Retype every record that appears below, unchanged.
---------- Data provided
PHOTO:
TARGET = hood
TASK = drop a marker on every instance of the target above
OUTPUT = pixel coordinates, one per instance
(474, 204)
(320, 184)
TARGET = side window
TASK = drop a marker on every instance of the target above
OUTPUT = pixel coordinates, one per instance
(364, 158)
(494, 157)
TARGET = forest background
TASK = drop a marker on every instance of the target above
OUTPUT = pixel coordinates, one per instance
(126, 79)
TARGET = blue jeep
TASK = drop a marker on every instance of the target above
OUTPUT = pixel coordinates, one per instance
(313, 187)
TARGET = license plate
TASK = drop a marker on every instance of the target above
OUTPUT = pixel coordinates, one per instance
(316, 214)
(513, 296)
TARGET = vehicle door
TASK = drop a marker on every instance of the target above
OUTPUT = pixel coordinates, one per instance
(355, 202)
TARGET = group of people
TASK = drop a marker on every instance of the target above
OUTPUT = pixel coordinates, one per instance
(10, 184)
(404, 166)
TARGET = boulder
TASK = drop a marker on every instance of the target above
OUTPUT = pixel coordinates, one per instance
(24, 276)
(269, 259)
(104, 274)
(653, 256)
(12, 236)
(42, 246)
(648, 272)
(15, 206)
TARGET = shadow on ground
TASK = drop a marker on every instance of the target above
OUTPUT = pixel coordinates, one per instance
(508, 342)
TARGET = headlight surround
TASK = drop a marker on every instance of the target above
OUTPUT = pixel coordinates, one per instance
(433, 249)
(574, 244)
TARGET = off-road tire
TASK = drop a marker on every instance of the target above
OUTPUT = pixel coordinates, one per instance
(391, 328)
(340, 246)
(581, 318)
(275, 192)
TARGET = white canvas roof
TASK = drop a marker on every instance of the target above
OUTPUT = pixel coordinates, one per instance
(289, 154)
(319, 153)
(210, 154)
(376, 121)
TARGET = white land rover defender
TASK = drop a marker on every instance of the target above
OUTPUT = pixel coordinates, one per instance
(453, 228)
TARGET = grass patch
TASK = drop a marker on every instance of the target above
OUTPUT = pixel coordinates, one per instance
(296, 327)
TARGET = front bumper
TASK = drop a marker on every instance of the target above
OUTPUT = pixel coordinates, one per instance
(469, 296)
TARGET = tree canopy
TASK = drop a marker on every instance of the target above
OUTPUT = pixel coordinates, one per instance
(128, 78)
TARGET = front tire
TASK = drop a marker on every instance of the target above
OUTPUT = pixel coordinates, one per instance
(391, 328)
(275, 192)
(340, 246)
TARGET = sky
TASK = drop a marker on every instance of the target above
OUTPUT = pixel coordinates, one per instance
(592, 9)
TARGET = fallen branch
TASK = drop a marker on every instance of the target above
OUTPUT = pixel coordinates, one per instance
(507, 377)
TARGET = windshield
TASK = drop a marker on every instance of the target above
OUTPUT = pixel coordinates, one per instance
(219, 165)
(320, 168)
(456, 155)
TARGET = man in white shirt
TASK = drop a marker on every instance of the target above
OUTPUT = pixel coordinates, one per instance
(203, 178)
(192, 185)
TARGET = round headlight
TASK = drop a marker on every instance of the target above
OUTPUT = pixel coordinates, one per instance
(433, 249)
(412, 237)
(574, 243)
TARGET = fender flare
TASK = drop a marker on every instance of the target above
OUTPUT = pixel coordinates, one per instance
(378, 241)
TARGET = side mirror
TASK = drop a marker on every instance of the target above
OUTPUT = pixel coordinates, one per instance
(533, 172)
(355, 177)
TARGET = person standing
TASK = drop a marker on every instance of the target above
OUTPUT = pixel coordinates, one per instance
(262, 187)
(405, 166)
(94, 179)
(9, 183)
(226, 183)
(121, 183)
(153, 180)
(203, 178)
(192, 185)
--------------------
**Result of the exercise:**
PHOTO:
TARGET = hood
TASK = drop a marker on every instance of the target above
OUTPUT = pixel coordinates, one per instance
(474, 204)
(320, 184)
TARGET = side window
TASK = drop a marker on every instance of the target above
OUTPUT = pixel coordinates, one per instance
(364, 158)
(494, 157)
TARGET = forest background
TASK = drop a marker on every instance of the target above
OUTPUT = pixel coordinates, one per instance
(126, 79)
TARGET = blue jeep
TASK = drop a marker on every instance of the target above
OUTPUT = pixel coordinates, one per instance
(313, 187)
TARGET = license plate
TASK = drop a marker on every instance of the target above
OUTPUT = pixel coordinates, one per instance
(316, 214)
(513, 296)
TARGET = vehicle door
TASK = drop a marker on every instance of the target above
OUTPUT = pixel coordinates, one per instance
(355, 202)
TARGET = group of people
TASK = drop a marker on every instance of the target above
OUTPUT = pixel coordinates, one per instance
(10, 184)
(404, 166)
TARGET = boulder
TASK = drop a marker on every instance of the target above
OUTPUT = pixel coordinates, one per instance
(24, 276)
(269, 259)
(104, 274)
(653, 256)
(12, 236)
(42, 246)
(648, 272)
(15, 206)
TARGET = shadow on ground
TASK = drop a marker on every instance of the target above
OUTPUT = pixel coordinates, one per instance
(508, 342)
TARGET = headlight surround
TASK = drop a marker on every instance of the target above
OUTPUT = pixel coordinates, one per instance
(433, 249)
(574, 244)
TARGET = off-road tire
TASK = drop a marker on every instance of the target above
OUTPUT = pixel coordinates, one per instance
(391, 328)
(340, 246)
(581, 318)
(275, 192)
TARGET = white canvas roof
TASK = drop a marker on every instance of the target above
OUTPUT = pixel coordinates, one per instance
(289, 154)
(319, 153)
(210, 154)
(376, 121)
TARGET = white land rover defender
TASK = drop a marker on every instance of the target above
OUTPUT = pixel coordinates, one per instance
(453, 228)
TARGET = grass patch
TASK = drop a marker on every instance of the target above
OUTPUT = pixel coordinates, one per instance
(296, 327)
TARGET = front bumper
TASK = drop a marker on every instance of the target above
OUTPUT = pixel coordinates, one per instance
(469, 296)
TARGET = tree canopy
TASK = drop a marker on every instance of the target above
OUTPUT = pixel coordinates, one per instance
(128, 78)
TARGET = front tire
TASK = drop a marker on every instance of the target above
OUTPUT = pixel coordinates, one per instance
(391, 328)
(275, 192)
(340, 246)
TARGET = sky
TASK = drop a marker on every instance of the target above
OUTPUT = pixel coordinates, one per instance
(592, 9)
TARGET = fallen branch
TASK = drop a marker on every instance of the target above
OUTPUT = pixel coordinates, one per instance
(507, 377)
TARGET = windshield
TASK = drop a marker on every instance of the target above
OUTPUT = pixel coordinates, one per instance
(219, 165)
(320, 168)
(456, 155)
TARGET = man in white shirt
TASK = drop a marker on every instance of the target above
OUTPUT = pixel coordinates, one per instance
(203, 178)
(192, 185)
TARGET = round headlight
TASK = drop a marker on every instance of the target above
OUTPUT = pixel coordinates, one per instance
(433, 249)
(412, 237)
(574, 243)
TARGET = fender flare
TASK = drop a marker on every instance of the target above
OUTPUT = pixel coordinates, one per instance
(378, 241)
TARGET = side mirror
TASK = drop a marker on every instance of the target above
OUTPUT = pixel coordinates, one per instance
(533, 172)
(355, 177)
TARGET = person standing
TASK = drop a marker on every instance of the target above
OUTPUT = pixel coordinates, one per instance
(262, 187)
(405, 166)
(94, 179)
(9, 183)
(226, 183)
(121, 183)
(153, 180)
(203, 178)
(192, 185)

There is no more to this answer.